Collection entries
•••••
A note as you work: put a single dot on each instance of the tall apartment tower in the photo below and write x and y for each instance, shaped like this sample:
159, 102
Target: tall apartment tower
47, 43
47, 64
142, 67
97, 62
•••••
§ **Task statement**:
Present every line of the material above as a numbered list, omitting any blank lines.

§ **Exercise output**:
1. A note as you work: put a single dot on each instance of the tall apartment tower in the photo below and write x and y for each instance, shaped like this sample:
2. 159, 102
3. Target: tall apartment tower
4. 47, 43
5. 47, 64
6. 142, 67
7. 97, 62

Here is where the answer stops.